- Opening Delimiter -

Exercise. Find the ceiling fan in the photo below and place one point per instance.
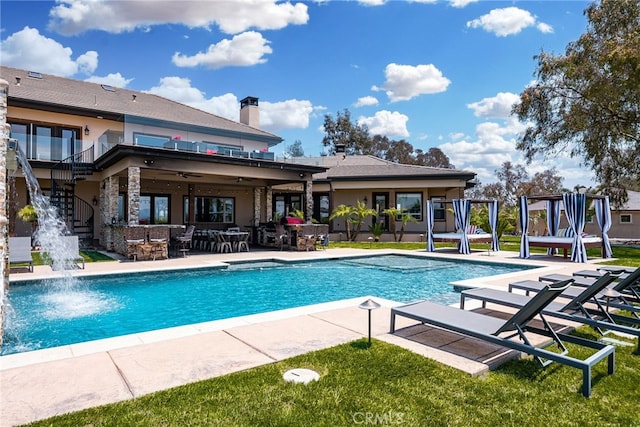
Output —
(185, 175)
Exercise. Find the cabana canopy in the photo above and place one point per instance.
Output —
(462, 217)
(575, 206)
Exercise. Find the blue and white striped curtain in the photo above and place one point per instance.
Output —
(524, 226)
(575, 206)
(493, 223)
(553, 221)
(462, 216)
(603, 216)
(429, 210)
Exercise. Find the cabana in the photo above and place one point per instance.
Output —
(575, 206)
(462, 217)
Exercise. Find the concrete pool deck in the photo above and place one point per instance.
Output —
(44, 383)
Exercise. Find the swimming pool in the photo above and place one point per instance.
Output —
(48, 314)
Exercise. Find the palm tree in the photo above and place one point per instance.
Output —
(405, 217)
(360, 213)
(392, 213)
(344, 211)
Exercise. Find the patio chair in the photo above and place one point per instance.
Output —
(20, 252)
(224, 243)
(183, 241)
(282, 238)
(576, 310)
(500, 332)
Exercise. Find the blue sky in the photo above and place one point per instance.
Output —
(435, 73)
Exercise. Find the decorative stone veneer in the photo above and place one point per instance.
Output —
(4, 200)
(133, 187)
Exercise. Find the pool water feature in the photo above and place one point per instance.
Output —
(45, 314)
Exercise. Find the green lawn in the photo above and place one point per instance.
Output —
(383, 382)
(39, 258)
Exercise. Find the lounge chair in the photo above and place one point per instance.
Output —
(628, 287)
(576, 310)
(492, 330)
(20, 252)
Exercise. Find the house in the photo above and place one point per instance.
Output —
(109, 158)
(381, 184)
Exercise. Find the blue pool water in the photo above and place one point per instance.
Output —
(47, 314)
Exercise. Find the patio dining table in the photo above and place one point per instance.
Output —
(238, 239)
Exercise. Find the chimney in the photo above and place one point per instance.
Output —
(249, 112)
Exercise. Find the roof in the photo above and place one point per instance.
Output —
(369, 167)
(53, 93)
(633, 204)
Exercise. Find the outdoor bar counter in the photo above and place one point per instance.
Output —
(143, 242)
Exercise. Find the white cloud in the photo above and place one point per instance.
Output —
(507, 21)
(243, 50)
(72, 17)
(405, 82)
(30, 50)
(113, 79)
(544, 28)
(273, 115)
(498, 106)
(461, 3)
(88, 62)
(366, 101)
(387, 123)
(495, 143)
(290, 114)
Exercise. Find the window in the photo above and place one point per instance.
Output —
(439, 212)
(154, 209)
(152, 140)
(410, 203)
(214, 209)
(626, 219)
(321, 208)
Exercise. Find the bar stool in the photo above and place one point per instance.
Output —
(133, 248)
(157, 247)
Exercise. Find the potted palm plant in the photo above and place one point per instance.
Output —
(29, 214)
(376, 230)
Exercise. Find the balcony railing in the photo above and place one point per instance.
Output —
(37, 147)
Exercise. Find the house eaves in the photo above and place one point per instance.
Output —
(121, 152)
(63, 95)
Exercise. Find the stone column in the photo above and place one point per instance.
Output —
(257, 211)
(269, 203)
(308, 187)
(109, 189)
(133, 186)
(4, 201)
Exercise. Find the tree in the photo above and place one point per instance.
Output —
(511, 177)
(353, 136)
(587, 101)
(356, 140)
(547, 182)
(295, 149)
(434, 158)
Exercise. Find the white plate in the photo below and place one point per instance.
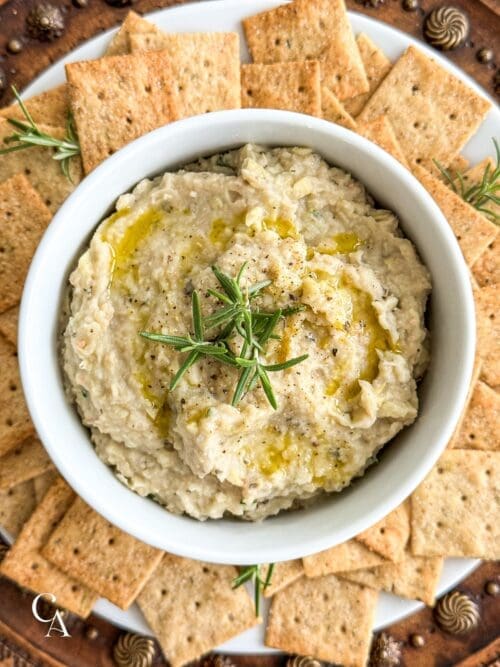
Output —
(225, 15)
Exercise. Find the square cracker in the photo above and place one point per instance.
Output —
(192, 607)
(205, 66)
(284, 574)
(15, 422)
(24, 564)
(23, 218)
(49, 108)
(8, 324)
(24, 462)
(133, 23)
(433, 113)
(380, 131)
(350, 555)
(332, 110)
(310, 30)
(101, 556)
(328, 618)
(456, 508)
(16, 506)
(42, 172)
(486, 270)
(473, 231)
(42, 483)
(116, 99)
(488, 333)
(413, 577)
(389, 536)
(376, 65)
(480, 427)
(290, 86)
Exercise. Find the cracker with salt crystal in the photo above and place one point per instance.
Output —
(432, 111)
(289, 86)
(380, 131)
(41, 170)
(389, 536)
(456, 508)
(101, 556)
(310, 30)
(16, 506)
(488, 333)
(49, 108)
(42, 483)
(8, 324)
(27, 567)
(117, 99)
(205, 66)
(376, 65)
(333, 110)
(25, 461)
(413, 577)
(23, 217)
(15, 422)
(284, 574)
(328, 618)
(192, 607)
(133, 23)
(350, 555)
(480, 428)
(486, 270)
(473, 231)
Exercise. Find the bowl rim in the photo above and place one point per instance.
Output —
(92, 184)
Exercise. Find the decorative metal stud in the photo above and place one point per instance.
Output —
(45, 22)
(446, 28)
(485, 56)
(386, 651)
(410, 5)
(14, 45)
(303, 661)
(457, 613)
(134, 651)
(91, 632)
(492, 588)
(417, 641)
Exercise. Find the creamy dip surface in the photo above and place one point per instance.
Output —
(314, 232)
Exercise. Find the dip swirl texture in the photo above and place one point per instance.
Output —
(313, 231)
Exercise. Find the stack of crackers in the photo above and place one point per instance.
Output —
(306, 59)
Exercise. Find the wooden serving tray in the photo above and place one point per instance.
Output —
(418, 641)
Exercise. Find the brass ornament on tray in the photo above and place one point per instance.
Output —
(133, 650)
(446, 28)
(386, 651)
(457, 614)
(45, 22)
(303, 661)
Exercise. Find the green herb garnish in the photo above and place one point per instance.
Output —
(252, 573)
(480, 194)
(237, 316)
(28, 134)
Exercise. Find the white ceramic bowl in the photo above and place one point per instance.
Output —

- Closing Delimiter -

▶ _WHAT TO WORK ON_:
Please go over the data above and copy each line with "tree" in it.

▶ _ANSWER BOX_:
Exercise. Find the palm tree in the photo above and place one point per instance.
Exercise. Find the tree in the photo above and place one point per instance.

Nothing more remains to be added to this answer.